● **WRITTEN EXERCISE**: Reproduce the lines below without any change, from the line with "If you could pin the military badge" up to and including the final line.

● **DATA TO USE**:
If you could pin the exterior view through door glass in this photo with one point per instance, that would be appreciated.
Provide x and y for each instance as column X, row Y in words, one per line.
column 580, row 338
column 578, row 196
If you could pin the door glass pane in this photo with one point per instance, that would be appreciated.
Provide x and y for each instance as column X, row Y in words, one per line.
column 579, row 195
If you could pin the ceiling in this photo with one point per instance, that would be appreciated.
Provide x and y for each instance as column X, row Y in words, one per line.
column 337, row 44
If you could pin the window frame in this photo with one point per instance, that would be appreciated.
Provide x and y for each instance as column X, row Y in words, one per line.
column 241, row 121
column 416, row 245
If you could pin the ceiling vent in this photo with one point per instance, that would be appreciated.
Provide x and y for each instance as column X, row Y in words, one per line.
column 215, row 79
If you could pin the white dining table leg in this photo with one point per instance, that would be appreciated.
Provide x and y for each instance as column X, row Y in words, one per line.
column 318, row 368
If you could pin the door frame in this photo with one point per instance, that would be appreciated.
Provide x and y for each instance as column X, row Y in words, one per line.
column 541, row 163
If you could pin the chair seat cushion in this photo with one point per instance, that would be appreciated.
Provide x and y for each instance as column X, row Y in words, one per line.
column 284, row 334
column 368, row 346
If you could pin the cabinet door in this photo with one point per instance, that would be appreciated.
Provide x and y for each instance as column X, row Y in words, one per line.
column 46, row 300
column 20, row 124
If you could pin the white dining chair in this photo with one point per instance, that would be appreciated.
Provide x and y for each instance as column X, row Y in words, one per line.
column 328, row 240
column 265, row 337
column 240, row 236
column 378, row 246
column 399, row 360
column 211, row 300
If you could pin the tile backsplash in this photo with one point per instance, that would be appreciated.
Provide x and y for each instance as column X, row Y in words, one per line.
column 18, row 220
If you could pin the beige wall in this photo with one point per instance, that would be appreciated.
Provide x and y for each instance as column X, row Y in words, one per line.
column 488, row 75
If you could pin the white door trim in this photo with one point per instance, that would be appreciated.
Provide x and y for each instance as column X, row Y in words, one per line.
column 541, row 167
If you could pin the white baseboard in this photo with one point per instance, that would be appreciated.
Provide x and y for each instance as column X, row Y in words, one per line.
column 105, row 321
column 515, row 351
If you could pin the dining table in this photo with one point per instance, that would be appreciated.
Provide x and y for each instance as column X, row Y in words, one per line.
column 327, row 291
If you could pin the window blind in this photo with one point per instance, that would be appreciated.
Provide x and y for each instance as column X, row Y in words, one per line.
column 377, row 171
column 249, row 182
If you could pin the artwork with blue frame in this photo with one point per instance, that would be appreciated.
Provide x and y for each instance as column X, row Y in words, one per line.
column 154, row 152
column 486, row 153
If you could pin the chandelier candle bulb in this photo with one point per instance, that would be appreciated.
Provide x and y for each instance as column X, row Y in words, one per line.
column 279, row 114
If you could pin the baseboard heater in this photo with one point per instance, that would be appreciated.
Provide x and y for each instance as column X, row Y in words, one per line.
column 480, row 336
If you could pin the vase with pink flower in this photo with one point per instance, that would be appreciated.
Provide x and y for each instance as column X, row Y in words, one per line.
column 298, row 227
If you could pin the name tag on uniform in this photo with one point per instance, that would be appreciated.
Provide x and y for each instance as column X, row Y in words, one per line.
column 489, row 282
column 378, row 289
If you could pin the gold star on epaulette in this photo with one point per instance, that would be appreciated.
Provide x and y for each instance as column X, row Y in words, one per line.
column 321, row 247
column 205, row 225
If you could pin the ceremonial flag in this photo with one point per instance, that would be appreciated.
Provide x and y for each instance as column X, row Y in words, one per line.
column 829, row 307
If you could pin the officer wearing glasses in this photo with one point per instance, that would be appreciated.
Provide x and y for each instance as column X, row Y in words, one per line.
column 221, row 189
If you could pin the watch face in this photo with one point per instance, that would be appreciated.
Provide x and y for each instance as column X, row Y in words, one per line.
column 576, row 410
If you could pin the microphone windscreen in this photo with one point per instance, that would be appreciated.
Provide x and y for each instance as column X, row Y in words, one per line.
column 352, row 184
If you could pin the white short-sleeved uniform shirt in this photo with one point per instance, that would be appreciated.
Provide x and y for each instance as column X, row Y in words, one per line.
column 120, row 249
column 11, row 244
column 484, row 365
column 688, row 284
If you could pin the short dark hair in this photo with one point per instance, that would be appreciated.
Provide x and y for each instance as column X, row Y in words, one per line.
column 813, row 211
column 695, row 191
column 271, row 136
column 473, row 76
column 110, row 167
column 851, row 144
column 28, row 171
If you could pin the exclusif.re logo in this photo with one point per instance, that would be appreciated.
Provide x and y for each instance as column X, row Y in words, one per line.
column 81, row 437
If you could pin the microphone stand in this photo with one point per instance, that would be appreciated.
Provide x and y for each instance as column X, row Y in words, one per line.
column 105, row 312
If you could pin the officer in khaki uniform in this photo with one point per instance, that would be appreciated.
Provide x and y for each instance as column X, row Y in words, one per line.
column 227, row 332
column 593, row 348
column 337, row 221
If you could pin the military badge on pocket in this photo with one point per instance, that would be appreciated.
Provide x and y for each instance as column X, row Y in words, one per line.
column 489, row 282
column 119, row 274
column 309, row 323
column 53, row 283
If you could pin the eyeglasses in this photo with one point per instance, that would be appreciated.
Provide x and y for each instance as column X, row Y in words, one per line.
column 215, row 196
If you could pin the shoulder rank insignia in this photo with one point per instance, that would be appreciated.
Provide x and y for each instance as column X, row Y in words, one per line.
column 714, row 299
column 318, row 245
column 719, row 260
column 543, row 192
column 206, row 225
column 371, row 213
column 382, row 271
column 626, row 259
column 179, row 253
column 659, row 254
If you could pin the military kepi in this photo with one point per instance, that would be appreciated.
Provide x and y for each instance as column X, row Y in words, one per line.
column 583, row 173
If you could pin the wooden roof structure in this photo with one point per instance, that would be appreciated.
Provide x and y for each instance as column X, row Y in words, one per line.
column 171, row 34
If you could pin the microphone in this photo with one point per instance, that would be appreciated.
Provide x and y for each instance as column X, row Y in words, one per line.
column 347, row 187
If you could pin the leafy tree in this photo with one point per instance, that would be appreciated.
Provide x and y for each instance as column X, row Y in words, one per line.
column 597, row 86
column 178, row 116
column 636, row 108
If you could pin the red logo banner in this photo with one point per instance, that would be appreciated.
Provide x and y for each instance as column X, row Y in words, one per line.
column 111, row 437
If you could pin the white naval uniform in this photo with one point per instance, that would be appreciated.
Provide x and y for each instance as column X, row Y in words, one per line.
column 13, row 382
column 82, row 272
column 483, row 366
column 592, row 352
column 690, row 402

● **SOLVED PROBLEM**:
If you could pin the military badge on pocket in this photo with one point per instance, that would be appreciated.
Provide x and y for each instance as column X, row Y in words, one per line.
column 489, row 282
column 119, row 274
column 309, row 323
column 53, row 283
If you could pin the eyeglasses in this photo with one point per instance, that would be appreciated.
Provide x and y for each instance as column X, row Y in words, one per line.
column 215, row 196
If you could pin the shoulder rank insignia in this photo with one point per instance, that would be appreciated.
Provide x and y for each instance as column X, row Y in words, one per line.
column 714, row 299
column 318, row 245
column 719, row 260
column 543, row 192
column 206, row 225
column 371, row 213
column 382, row 271
column 626, row 259
column 179, row 253
column 659, row 254
If you could pin the military kepi in this photo with one point per instance, that would be appreciated.
Provide x and y for each instance as column X, row Y in words, one per line.
column 583, row 173
If you could pin the wooden roof structure in this photo with one point per instance, that would be appreciated.
Provide x and y for each instance as column X, row Y in words, one per line.
column 171, row 34
If you could pin the microphone in this photo with one point per instance, that would be appreciated.
Provide x and y for each instance as column X, row Y in words, one per line.
column 347, row 187
If you could pin the leafy tree in this photo with one point per instance, that would be appreciated.
Provide x and y for each instance as column X, row Y in words, one per line.
column 597, row 86
column 178, row 116
column 636, row 108
If you could pin the red logo banner in this photo with one point per instance, that would be appreciated.
Provide x and y for each instance as column X, row Y in words, one per line.
column 111, row 437
If you could pin the white naval uniform in this photo with one point per instance, that would be appreciated.
Provide x and y for each instance as column X, row Y in words, one per line.
column 13, row 382
column 82, row 272
column 483, row 366
column 592, row 352
column 690, row 402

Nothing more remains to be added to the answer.